## start Extracted entries

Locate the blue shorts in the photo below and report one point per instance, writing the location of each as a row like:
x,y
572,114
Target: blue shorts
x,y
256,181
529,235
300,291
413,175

## end Extracted entries

» **Exercise**
Reproduce the data above line for line, changing nothing.

» **Full response**
Locate the blue shorts in the photo below and report one point per instance, writing the location of each as a row like:
x,y
572,114
Target: blue shorts
x,y
256,181
529,235
300,291
413,175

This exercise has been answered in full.